**PAGE TEXT:**
·····
Beware negligence allegations – they may negate exclusions and support a duty to defend liability claims for social media activity as personal and advertising injury under Coverage B. Two cases decided in 2021, one from the Northern District of Illinois and one from Southern District of Texas, illustrate how claims that negligence resulted in culpable social media posts may provide an avenue for savvy plaintiff lawyers to artfully plead to find coverage that would otherwise not exist.1 Specifically, in the Northern District of Illinois, the underlying plaintiffs’ claims that an employer’s negligence proximately caused the misappropriation of images posted to Facebook and Instagram were found to be outside Coverage B exclusions and, therefore, obligated a defense, while the Southern District of Texas ruled that similar claims that did not advance a negligence theory were excluded.2

  1. Commercial General Liability, Coverage B.

Commercial General Liability (“CGL”) policies are generally broken down into Coverage A and Coverage B. Coverage A covers bodily injury and property damage.3 Coverage B provides coverage for personal and advertising injury, including the obligation to defend against any suit for such damages. Coverage B often has additional requirements, such as the personal and advertising injury must arise out of the insured’s business or that the offense be committed during the policy period and within the coverage territory.4 “Personal and advertising injury” is typically defined as follows:

“Personal and advertising injury” means injury, including consequential “bodily injury,” arising out of one or more of the following offenses:

Oral or written publication, in any manner, of material that slanders or libels a person or organization or disparages a person’s or organization’s goods, products, or services. Oral or written publication, in any manner, of material that violates a person’s right of privacy. The use of another’s advertising idea in your “advertisement.”Infringing on another’s copyright, trade dress or slogan in your “advertisement.”5 However, this coverage is limited by the Coverage B exclusions, which generally preclude coverage for intentional or knowing acts that result in personal or advertising injury, acts that violate specific statutes or other law, acts that breach contracts, copyright infringement, or the unauthorized use of material.6

  1. Great American Insurance Company v. Beyond Gravity Media, Inc.: Coverage B exclusions preclude coverage and the duty to defend social media liability in the absence of negligence allegations.
·····
**Collected data:**
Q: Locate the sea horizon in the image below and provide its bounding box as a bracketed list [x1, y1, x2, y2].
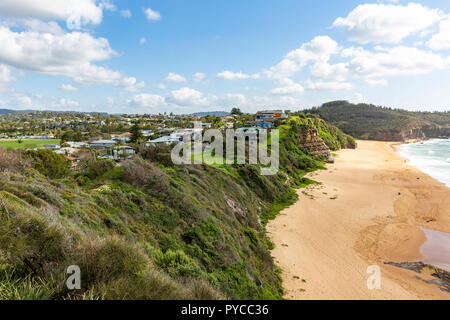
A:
[398, 139, 450, 188]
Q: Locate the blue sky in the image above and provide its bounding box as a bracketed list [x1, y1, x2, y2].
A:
[0, 0, 450, 113]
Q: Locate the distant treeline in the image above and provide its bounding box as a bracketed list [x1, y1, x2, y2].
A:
[304, 101, 450, 140]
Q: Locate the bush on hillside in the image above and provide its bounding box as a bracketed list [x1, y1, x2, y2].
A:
[25, 149, 70, 179]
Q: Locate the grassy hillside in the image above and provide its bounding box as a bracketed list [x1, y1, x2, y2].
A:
[0, 139, 61, 149]
[0, 116, 350, 299]
[305, 101, 450, 141]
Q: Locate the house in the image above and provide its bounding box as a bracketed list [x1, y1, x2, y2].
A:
[255, 110, 288, 122]
[256, 120, 274, 129]
[55, 147, 79, 158]
[147, 136, 180, 145]
[65, 141, 89, 149]
[90, 140, 116, 149]
[65, 156, 80, 170]
[44, 144, 61, 150]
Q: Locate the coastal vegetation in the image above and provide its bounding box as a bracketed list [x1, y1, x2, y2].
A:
·····
**REQUIRED WORK:**
a. Answer these questions about the insurance coverage text:
(i) Which two courts decided the 2021 cases it mentions?
(ii) What does Coverage A cover?
(iii) To which two platforms were the images in the Illinois case posted?
b. Rewrite the part of the listing that opens with the line containing "Q: Locate the bush" and runs through the end of the listing, including requests, with every bounding box coordinate in the answers multiplied by 0.6 and rounded to a whole number, halves up. Give only those lines.

**TASK-BY-TASK RESULTS:**
a.
(i) The Northern District of Illinois and the Southern District of Texas.
(ii) Bodily injury and property damage.
(iii) Facebook and Instagram.

b.
Q: Locate the bush on hillside in the image above and provide its bounding box as a bracketed list [x1, y1, x2, y2].
A:
[15, 89, 42, 107]
Q: Locate the grassy hillside in the image above and provide its bounding box as a bracketed list [x1, y1, x2, y2].
A:
[0, 83, 37, 89]
[0, 70, 210, 179]
[183, 61, 270, 85]
Q: Locate the house in the image above and provide its bounding box as a bracketed list [x1, y1, x2, y2].
A:
[153, 66, 173, 73]
[154, 72, 164, 77]
[33, 88, 47, 95]
[88, 82, 108, 87]
[39, 85, 53, 89]
[54, 84, 70, 89]
[39, 94, 48, 102]
[26, 86, 37, 90]
Q: Locate the coastal vegetation in the image above and provide its bounding box as a bracketed list [x1, y1, x2, y2].
A:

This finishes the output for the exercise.